__PROBLEMS TO WORK ON__.
1. In the coil resonance thread, swap "chuck" for "put" in the passage starting at "So at the moment" and ending at "other things inbetween.", and give that passage again.
2. According to the coil resonance thread, why is a pancake coil the easiest coil design to drive into a higher order resonance mode?

__EXTRACT PROVIDED__.

===============

I see great posts here The problem I see with higher then 1Mhz frequency is because of interaction with load. I think such high frequency we can only store in capacitors and discharge at lower rate.It may look like a weak current for any other loads due to wrong impedance.Just my two cents.

OK so what I can do is put the shorter coil "B's" back in which sounds like a good idea now I have the function generator.

They are fairly small, my Coil "A's" or the bottom part of the secondaries have about 55 meters of wire on them and the same 55m on the short coil "B's" the long coil "B's" I have on there now are 212 meters of wire.

So at the moment I have 270 meter or so secondaries.

I'll chuck one of the short ones in and find the new frequency which should be about 1Mhz or a bit more, then I'll know how much coax i'll need. Coax will be good for other things too. But I won't be able to get some for a week or two. So some time for other things inbetween.

I noticed the update for the velocity correction too.

Sounds like fun.

Let me also shine some light on the significance of the pancake coil. I added the following note to Eric's book on my wiki:

Tuks DrippingPedia : Theory Of Wireless Power

This refers to this document: http://www.tuks.nl/pdf/Reference_Mat...ity_Factor.pdf


This article shows that the velocity factor goes to zero when the h/d ratio goes to zero. This means that a pancake coil is the easiest coil design to drive into a higher order resonance mode because the waves propagate trough it at much lower speeds compared to when they would travel trough the air, hence you easily get long wavelengts. So, it has low resonance frequencies and is therefore easy to drive into higher order resonance, and that is most likely why Tesla liked it so much.

So far, so good.

Now in order to be able to pick up all that energy in the multiple dipoles a higher order resonance mode in a coil consists of, you have to find a way to pick up the energy of all these dipoles, in this cause trough a coupled coil, the primary. And that means first of all that is very important to match the resonance frequencies of the primaries and the secondaries in your coil. The natural resonance frequency of your secondary (the center winding) should be a multiple of the primary one. They have to be matched to one another, IMHO, for maximum output.

===============

__LISTED ENTRIES__.
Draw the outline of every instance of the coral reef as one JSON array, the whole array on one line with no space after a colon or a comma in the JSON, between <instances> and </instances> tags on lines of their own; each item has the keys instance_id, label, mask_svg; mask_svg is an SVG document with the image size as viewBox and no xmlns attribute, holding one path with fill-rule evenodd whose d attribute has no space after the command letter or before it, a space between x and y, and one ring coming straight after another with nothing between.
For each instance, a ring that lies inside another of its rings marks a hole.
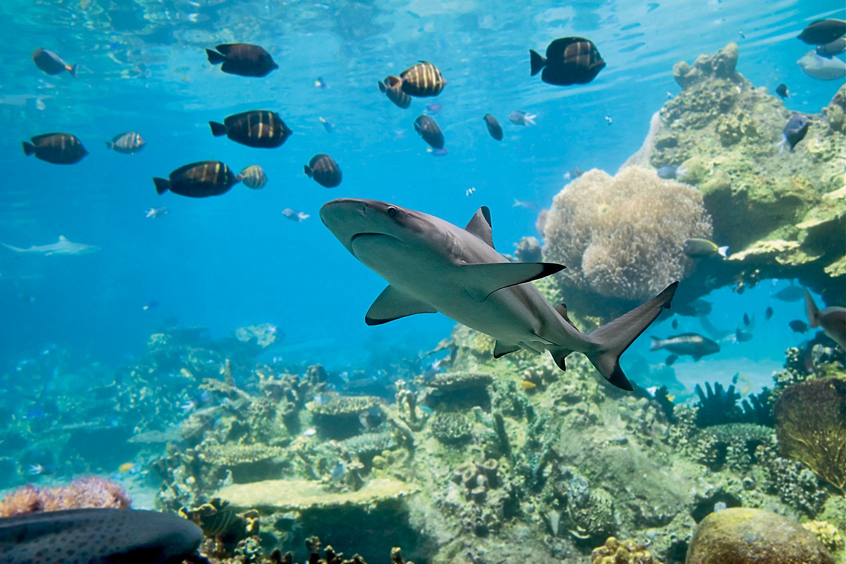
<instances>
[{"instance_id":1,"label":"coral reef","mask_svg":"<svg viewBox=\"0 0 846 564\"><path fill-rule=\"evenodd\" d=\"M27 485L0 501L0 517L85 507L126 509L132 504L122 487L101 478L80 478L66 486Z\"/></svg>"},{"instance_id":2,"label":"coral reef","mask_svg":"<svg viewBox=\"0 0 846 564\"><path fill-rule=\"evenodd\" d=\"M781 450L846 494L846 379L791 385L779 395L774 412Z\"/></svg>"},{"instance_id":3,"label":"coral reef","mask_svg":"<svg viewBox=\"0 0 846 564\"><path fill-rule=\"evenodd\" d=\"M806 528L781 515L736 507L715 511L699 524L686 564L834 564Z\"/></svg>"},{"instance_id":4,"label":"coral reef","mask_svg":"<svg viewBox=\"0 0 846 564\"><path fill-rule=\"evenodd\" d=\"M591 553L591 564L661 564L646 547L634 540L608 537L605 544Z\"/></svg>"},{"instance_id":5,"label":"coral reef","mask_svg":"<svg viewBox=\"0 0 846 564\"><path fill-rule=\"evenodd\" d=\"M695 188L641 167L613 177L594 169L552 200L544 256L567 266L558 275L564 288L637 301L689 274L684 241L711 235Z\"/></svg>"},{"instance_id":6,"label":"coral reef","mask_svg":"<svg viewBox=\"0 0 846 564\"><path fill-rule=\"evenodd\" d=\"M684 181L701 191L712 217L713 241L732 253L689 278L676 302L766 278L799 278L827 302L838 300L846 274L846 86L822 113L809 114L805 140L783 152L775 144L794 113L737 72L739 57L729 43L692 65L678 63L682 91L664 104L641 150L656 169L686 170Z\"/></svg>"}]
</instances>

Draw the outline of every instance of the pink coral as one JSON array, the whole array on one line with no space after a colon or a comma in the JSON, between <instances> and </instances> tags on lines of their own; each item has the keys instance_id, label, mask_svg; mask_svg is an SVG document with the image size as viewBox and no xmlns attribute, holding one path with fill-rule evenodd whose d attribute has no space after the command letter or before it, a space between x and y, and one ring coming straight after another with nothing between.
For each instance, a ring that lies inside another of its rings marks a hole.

===============

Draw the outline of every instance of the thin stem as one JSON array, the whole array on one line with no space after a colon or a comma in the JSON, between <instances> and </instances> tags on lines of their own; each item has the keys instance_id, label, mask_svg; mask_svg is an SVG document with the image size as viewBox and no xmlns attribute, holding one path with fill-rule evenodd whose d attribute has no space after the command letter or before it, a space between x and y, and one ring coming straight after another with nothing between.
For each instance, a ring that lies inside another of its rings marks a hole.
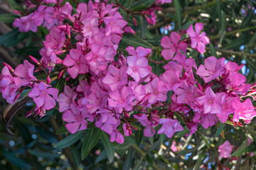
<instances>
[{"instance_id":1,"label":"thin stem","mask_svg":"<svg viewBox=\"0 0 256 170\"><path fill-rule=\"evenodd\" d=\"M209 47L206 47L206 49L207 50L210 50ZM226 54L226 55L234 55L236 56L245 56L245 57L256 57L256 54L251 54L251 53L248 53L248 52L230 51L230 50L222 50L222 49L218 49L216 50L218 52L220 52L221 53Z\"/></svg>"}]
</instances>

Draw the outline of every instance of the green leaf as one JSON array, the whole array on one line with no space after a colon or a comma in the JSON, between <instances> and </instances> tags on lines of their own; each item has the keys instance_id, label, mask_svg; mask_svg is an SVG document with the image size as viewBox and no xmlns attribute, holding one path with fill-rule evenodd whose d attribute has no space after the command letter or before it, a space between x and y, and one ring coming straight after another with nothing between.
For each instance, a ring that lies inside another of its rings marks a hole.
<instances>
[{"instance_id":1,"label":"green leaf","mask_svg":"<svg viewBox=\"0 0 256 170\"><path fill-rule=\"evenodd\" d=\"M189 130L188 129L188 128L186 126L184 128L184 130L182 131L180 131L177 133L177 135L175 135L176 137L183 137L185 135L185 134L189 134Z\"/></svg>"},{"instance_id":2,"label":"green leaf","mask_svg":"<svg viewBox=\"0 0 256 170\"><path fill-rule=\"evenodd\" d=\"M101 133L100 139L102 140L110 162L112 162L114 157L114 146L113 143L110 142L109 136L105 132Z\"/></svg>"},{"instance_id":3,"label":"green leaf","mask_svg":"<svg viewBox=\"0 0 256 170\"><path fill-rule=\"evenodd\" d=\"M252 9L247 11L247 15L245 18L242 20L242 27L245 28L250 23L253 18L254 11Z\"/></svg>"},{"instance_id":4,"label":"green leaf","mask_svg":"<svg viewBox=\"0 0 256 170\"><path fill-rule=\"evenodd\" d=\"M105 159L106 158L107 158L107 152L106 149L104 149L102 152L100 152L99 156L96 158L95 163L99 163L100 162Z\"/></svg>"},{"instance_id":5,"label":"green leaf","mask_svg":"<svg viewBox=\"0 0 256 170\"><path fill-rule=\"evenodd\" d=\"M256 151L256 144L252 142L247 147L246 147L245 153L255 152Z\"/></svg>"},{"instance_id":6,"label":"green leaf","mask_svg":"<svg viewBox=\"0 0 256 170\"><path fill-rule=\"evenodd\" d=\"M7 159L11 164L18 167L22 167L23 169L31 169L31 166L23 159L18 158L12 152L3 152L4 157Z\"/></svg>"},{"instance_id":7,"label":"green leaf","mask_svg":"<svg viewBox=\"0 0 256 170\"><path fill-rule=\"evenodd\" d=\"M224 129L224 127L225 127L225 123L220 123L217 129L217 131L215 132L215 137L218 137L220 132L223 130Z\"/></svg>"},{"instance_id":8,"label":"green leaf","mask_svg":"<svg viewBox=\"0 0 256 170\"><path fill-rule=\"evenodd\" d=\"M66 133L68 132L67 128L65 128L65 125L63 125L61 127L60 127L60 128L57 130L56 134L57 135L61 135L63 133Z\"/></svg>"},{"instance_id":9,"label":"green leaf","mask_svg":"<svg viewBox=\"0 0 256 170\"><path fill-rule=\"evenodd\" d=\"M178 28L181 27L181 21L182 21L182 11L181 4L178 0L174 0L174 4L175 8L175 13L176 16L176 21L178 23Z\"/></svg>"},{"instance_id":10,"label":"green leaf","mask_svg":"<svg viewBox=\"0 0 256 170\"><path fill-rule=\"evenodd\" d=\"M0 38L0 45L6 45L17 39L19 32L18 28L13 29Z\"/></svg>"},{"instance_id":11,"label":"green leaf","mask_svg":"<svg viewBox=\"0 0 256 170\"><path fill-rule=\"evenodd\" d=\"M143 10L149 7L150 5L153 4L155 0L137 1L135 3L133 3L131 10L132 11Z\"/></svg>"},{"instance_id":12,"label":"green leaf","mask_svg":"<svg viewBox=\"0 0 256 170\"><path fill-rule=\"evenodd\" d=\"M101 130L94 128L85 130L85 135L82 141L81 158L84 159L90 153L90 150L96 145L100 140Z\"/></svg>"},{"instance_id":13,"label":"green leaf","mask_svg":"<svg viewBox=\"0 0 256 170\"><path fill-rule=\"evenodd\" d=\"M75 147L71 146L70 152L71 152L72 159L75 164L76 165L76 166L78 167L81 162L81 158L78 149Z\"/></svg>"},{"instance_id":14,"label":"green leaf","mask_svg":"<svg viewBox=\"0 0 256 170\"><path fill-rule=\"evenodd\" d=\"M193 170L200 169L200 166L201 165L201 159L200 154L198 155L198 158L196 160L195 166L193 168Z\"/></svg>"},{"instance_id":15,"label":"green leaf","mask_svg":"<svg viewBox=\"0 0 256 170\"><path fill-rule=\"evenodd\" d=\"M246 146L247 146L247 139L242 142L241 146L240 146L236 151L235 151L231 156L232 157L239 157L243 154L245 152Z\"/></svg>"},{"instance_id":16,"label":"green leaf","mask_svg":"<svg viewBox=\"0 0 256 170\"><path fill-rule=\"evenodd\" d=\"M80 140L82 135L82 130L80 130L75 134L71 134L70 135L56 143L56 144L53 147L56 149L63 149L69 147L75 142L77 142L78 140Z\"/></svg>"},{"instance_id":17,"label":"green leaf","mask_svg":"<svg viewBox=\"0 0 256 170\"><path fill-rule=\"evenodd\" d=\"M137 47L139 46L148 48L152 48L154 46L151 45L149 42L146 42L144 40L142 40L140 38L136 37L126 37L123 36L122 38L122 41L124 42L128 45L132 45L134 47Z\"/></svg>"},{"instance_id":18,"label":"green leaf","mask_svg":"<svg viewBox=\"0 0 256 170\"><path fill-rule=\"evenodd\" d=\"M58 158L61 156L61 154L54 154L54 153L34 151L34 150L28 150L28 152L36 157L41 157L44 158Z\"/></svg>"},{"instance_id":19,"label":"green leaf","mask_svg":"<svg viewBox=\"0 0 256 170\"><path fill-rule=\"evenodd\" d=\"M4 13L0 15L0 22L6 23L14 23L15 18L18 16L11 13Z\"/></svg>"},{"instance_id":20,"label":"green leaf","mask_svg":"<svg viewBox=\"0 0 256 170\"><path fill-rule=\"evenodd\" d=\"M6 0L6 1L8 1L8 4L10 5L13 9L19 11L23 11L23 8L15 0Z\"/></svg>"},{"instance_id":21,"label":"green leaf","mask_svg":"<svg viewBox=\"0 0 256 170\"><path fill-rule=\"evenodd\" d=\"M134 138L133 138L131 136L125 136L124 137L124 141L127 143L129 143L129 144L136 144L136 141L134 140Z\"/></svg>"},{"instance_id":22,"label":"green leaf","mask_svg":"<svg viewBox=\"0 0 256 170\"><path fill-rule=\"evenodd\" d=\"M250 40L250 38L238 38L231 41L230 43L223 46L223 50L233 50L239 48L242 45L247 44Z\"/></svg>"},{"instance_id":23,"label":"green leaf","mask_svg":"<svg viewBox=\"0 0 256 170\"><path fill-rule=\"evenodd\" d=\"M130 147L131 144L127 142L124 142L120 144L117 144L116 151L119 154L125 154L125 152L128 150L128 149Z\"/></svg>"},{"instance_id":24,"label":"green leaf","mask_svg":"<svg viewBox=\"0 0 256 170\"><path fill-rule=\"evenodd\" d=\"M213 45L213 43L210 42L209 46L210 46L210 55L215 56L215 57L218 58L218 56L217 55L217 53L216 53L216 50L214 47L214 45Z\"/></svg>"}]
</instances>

===============

__THE REPLIES__.
1.
So at the moment I have 270 meter or so secondaries.

I'll put one of the short ones in and find the new frequency which should be about 1Mhz or a bit more, then I'll know how much coax i'll need. Coax will be good for other things too. But I won't be able to get some for a week or two. So some time for other things inbetween.

2. The velocity factor goes to zero as the h/d ratio goes to zero, so waves propagate through a pancake coil at much lower speeds than through the air. This makes long wavelengths easy to get. The coil therefore has low resonance frequencies, which makes it easy to drive into higher order resonance.